Excerpted passage:
____________
Read what Canada has found to be true or at least, likely, of ocean acidification's effects on the Scotian Shelf ecosystem in the
State of the Scotian Shelf 2012, We observe that like theirs, our region's marine microbes that create tiny calcium based shells to live within are affected by reduced pH - as much as or more than we megafauna and macrophytes!
Here's the report's section on marine microbes
4.3 Calcifying Micro-
organism Productivity
Micro-organisms are small bacteria, phytoplankton,
zooplankton, and invertebrate species.
They are responsible for almost half of all
global primary productivity (Rost et al. 2008).
Primary productivity is the production of oxygen
and other organic compounds.
Micro-organisms
are also the basis of the marine food
web. Due to climate change, changes in dissolved
carbon dioxide concentrations, pH, dissolved
oxygen, temperature, and stratification
will all combine to influence the composition
and dominance of micro-organisms in the sea.
This will impact their role in respiration, nutrient
cycling, and many other important biological
processes (Rost et al. 2008) (see Climate
Change theme paper).
In some instances,
however, increased dissolved carbon dioxide in
ocean waters could exhibit beneficial impacts
on certain micro-organism species, due to
varying respiratory responses. For others, more
negative responses may be observed.
In short,
increased carbon dioxide dissolution in the sea
is expected to affect micro-organism species
differently, by impacting species-specific productivity,
composition, assemblage, and succession
(Orr et al. 2005; Rost et al. 2008).
Calcification is important to the prosperity of
many micro-organisms by way of body structure,
functioning, and protection (Pörtner 2008).
Calcification is often a function of complex physiological
processes in organisms that make use
of bicarbonate or trapped carbon dioxide rather
than carbonate, thus, although carbonate saturation
may be a good proxy for calcification it is
not necessarily a direct driver at the organism
level (Atkinson and Cuet 2008; Pörtner 2008).
Some calcareous-based micro-organisms can
survive extended periods of time in the absence
of their calcareous structures, while many oth
ers cannot (e.g., echinoderms such as starfish)
(Pörtner 2008). Typical calcareous marine
micro-organisms include foraminifera (calcite
shells), coccolithophores (calcite shells), and
euthecosomatous pteropods (aragonite shells).
They account for almost all of the flux of calcium
carbonate from the ocean’s surface waters to
the deep sea (Fabry et al. 2008). Foraminifera
and euthecosomatous pteropods are particularly
important inhabitants of sub-polar regions such
as the Scotian Shelf.
____________
Data to examine:
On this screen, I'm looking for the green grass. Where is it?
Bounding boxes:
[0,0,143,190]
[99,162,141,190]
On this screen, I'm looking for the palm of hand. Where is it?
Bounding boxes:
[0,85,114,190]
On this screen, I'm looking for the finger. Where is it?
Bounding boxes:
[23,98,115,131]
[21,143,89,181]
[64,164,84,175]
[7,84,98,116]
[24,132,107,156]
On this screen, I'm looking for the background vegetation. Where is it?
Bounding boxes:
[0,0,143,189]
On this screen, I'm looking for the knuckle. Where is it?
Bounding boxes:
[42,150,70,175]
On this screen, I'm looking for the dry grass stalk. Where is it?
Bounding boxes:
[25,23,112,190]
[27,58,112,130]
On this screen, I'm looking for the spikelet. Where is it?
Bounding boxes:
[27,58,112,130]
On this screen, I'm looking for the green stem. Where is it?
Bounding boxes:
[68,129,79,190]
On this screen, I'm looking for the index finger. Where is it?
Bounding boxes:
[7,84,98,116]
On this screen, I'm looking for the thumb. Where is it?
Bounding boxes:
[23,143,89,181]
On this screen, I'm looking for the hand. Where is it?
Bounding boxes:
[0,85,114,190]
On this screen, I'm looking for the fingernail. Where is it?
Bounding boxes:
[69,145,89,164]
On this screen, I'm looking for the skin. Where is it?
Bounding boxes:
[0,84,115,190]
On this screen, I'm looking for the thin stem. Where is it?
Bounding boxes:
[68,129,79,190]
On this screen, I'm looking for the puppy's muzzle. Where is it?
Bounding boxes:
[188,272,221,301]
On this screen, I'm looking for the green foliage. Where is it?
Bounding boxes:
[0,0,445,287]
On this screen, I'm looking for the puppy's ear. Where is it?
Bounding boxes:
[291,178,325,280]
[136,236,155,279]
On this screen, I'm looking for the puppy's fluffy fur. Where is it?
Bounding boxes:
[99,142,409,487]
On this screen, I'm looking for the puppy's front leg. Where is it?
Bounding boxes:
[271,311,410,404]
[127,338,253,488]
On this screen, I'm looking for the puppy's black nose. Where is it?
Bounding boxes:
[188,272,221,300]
____________
Description of the task:
List each distinct source that the Scotian Shelf passage cites by author and year, naming each one once. The material stands apart from the Scotian Shelf passage.

The completed task:
- Rost et al. 2008
- Orr et al. 2005
- Pörtner 2008
- Atkinson and Cuet 2008
- Fabry et al. 2008